> **EXERCISE AIM**
Reproduce the records precisely. Every line should be included.

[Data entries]
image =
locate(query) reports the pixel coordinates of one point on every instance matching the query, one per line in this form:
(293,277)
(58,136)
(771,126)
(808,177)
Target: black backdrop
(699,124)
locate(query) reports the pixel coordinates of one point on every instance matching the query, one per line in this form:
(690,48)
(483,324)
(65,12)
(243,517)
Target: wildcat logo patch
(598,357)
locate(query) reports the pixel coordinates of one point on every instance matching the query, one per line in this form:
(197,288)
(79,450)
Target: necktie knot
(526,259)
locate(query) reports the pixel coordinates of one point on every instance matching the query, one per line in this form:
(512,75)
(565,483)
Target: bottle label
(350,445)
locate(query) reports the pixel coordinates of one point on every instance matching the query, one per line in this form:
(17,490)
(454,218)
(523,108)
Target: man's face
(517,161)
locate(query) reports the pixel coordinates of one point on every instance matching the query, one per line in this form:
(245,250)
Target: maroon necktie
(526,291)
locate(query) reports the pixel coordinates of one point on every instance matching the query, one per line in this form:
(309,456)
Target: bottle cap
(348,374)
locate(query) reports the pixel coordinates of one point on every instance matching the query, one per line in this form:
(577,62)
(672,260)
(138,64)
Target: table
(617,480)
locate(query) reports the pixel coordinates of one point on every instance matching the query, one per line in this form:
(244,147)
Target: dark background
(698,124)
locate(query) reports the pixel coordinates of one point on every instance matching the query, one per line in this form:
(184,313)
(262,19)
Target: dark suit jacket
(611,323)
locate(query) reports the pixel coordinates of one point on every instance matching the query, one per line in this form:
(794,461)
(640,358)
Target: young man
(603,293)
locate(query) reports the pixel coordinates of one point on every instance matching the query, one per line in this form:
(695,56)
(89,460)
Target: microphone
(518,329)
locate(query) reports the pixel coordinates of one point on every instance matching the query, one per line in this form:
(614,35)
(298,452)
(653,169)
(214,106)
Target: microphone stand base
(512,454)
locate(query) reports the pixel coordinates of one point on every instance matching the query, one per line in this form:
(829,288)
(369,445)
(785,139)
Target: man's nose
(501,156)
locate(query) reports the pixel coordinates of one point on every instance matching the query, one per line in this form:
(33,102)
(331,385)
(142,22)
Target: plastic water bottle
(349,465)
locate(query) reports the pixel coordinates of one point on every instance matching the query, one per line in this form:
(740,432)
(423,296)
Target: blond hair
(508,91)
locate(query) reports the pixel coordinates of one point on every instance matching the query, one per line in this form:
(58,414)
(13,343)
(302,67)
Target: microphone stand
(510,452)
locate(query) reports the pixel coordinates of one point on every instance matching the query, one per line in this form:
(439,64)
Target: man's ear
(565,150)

> **TASK OUTPUT**
image =
locate(query) reports the pixel coordinates of one point on every instance matching the query, one per line in this form:
(293,277)
(58,136)
(771,126)
(808,177)
Target: black backdrop
(699,124)
locate(query) reports the pixel coordinates of one point on every instance matching the query, one per line in this form:
(690,48)
(483,324)
(65,12)
(243,517)
Target: wildcat logo patch
(598,357)
locate(query) reports the pixel coordinates of one point on every instance matching the query, one per line in this form:
(197,288)
(79,450)
Target: necktie knot
(526,259)
locate(query) reports the pixel coordinates of one point on every instance matching the query, one per line in this form:
(512,75)
(565,483)
Target: bottle label
(350,445)
locate(query) reports the pixel coordinates of one point on every instance matching the query, one per line in this form:
(17,490)
(454,218)
(523,108)
Target: man's face
(517,161)
locate(query) reports the pixel coordinates of one point on every instance matching the query, one per line in this form:
(245,250)
Target: maroon necktie
(526,291)
locate(query) reports the pixel coordinates of one point on every instance matching the query, one per line in this form:
(309,456)
Target: bottle cap
(348,374)
locate(query) reports the pixel coordinates of one point on every instance matching the query, one per line in this form:
(577,62)
(672,260)
(138,64)
Target: table
(617,480)
locate(query) reports the pixel coordinates of one point on every instance matching the query, one per line in this form:
(244,147)
Target: dark background
(698,124)
locate(query) reports the pixel coordinates of one point on every instance matching the query, one per line in this form:
(184,313)
(262,19)
Target: dark suit jacket
(611,323)
locate(query) reports the pixel coordinates of one point on every instance matching the query, one per line in this form:
(794,461)
(640,358)
Target: young man
(603,293)
locate(query) reports the pixel coordinates of one point on every instance matching the query, one per line in this form:
(695,56)
(89,460)
Target: microphone
(518,329)
locate(query) reports the pixel coordinates of one point on every instance matching the query, one per line in this form:
(614,35)
(298,452)
(653,169)
(214,106)
Target: microphone stand base
(512,454)
locate(query) reports the pixel coordinates of one point on every instance matching the query, one per line in this form:
(829,288)
(369,445)
(785,139)
Target: man's nose
(501,156)
locate(query) reports the pixel coordinates of one point on every instance matching the query, one per line in this form:
(33,102)
(331,385)
(142,22)
Target: plastic water bottle
(349,465)
locate(query) reports the pixel coordinates of one point on every instance matching the query, one per line in this form:
(740,432)
(423,296)
Target: blond hair
(508,91)
locate(query) reports the pixel coordinates of one point on every instance matching the query, one per line in this form:
(58,414)
(13,343)
(302,67)
Target: microphone stand
(510,452)
locate(query) reports the pixel coordinates of one point on every instance matching the query, one per line in this form:
(439,64)
Target: man's ear
(565,150)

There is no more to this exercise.